**Exercise:**
Your copy of the listing should be exact and should contain no pictures.

[Opening Data records section]

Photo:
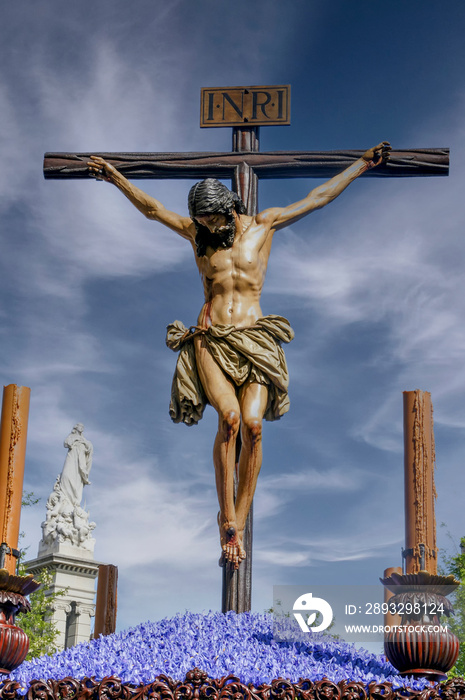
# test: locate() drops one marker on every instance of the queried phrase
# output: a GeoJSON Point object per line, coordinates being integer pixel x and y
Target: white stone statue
{"type": "Point", "coordinates": [66, 522]}
{"type": "Point", "coordinates": [78, 462]}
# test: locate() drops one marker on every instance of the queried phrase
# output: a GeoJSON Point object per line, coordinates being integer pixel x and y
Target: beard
{"type": "Point", "coordinates": [221, 237]}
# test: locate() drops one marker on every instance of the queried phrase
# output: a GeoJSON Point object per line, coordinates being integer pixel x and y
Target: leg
{"type": "Point", "coordinates": [253, 401]}
{"type": "Point", "coordinates": [221, 393]}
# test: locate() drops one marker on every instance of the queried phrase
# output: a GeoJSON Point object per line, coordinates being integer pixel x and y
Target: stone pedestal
{"type": "Point", "coordinates": [73, 569]}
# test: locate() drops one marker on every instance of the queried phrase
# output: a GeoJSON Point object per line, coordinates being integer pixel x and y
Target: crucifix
{"type": "Point", "coordinates": [231, 241]}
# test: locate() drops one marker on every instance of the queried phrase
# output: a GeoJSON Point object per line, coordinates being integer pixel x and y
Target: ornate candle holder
{"type": "Point", "coordinates": [14, 642]}
{"type": "Point", "coordinates": [420, 647]}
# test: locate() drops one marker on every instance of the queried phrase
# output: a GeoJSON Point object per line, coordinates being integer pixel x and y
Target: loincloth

[Closing Data records section]

**Solution:**
Photo:
# test: locate() drops one marker on every instance of the queried phrase
# output: a GeoJSON Point object per line, coordinates being integer pixel x and y
Target: white stone statue
{"type": "Point", "coordinates": [66, 522]}
{"type": "Point", "coordinates": [78, 462]}
# test: locate() drops one marker on every instance of the queried phrase
# output: a GeoJSON Point object per line, coordinates being integer pixel x and y
Target: beard
{"type": "Point", "coordinates": [221, 237]}
# test: locate() drops one marker on every instance of the queried phrase
# output: a GeoJSON Point object per line, coordinates being integer pixel x and y
Target: leg
{"type": "Point", "coordinates": [253, 401]}
{"type": "Point", "coordinates": [221, 393]}
# test: locate() drops one marker on every instance of the queried phrase
# output: a GeoJSON Point object per line, coordinates being integer pixel x and y
Target: stone pedestal
{"type": "Point", "coordinates": [73, 569]}
# test: locate() drops one marker on every instance of the queried phrase
# output: a GeoJSON Point object per line, coordinates being integer pixel x and y
Target: crucifix
{"type": "Point", "coordinates": [231, 241]}
# test: locate() drops one marker on every instance of the queried phrase
# output: a GeoJSON Point object per line, coordinates being integer pixel x and y
Target: ornate candle holder
{"type": "Point", "coordinates": [14, 642]}
{"type": "Point", "coordinates": [420, 647]}
# test: locate() drops one marker on every instance of the queried phrase
# output: a GeoJSON Point object per line, coordinates being integer pixel x and y
Target: loincloth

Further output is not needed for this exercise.